>>>>>
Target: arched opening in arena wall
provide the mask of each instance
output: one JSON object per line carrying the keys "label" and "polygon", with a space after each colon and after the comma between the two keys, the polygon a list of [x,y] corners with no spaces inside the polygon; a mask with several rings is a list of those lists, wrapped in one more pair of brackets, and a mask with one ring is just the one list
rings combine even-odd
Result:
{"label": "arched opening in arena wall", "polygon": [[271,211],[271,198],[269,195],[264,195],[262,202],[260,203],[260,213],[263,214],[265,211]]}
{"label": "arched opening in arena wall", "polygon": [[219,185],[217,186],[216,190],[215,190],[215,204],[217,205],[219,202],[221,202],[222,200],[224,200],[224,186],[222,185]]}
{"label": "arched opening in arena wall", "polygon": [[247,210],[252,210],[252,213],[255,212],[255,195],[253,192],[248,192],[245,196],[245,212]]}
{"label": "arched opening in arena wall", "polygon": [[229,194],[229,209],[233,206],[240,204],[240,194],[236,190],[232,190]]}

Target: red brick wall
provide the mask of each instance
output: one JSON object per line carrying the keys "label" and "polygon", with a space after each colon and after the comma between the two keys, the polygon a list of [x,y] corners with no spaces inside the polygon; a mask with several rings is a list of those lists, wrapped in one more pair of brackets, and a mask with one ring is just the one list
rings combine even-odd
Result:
<<<<<
→ **What to produce**:
Transcribe the full listing exactly, keeping every word as it is.

→ **Answer box**:
Target: arched opening in arena wall
provide the mask of each instance
output: one JSON object per line carrying the keys "label" and "polygon", with a space after each colon and after the comma between the two keys, the polygon a list of [x,y] corners with no spaces inside the polygon; a mask with several rings is a list of those lists, wrapped in one more pair of brackets, and a mask with one ring is just the one list
rings combine even-odd
Result:
{"label": "arched opening in arena wall", "polygon": [[271,211],[271,198],[269,195],[264,195],[262,202],[260,203],[260,213],[263,214],[265,211]]}
{"label": "arched opening in arena wall", "polygon": [[219,185],[217,186],[216,190],[215,190],[215,204],[217,205],[219,202],[221,202],[222,200],[224,200],[224,186],[222,185]]}
{"label": "arched opening in arena wall", "polygon": [[247,210],[252,210],[252,213],[255,212],[255,195],[253,192],[248,192],[245,196],[245,212]]}
{"label": "arched opening in arena wall", "polygon": [[229,194],[229,209],[233,206],[240,204],[240,194],[236,190],[232,190]]}

Target: red brick wall
provide the mask of each instance
output: one JSON object per line carrying the keys "label" and "polygon", with a space after each colon and after the comma between the two keys, the polygon a list of [x,y] corners with no spaces inside the polygon; a mask with several rings is a list of those lists, wrapped in one more pair of brackets, and a mask with one ring is just the one list
rings combine even-odd
Result:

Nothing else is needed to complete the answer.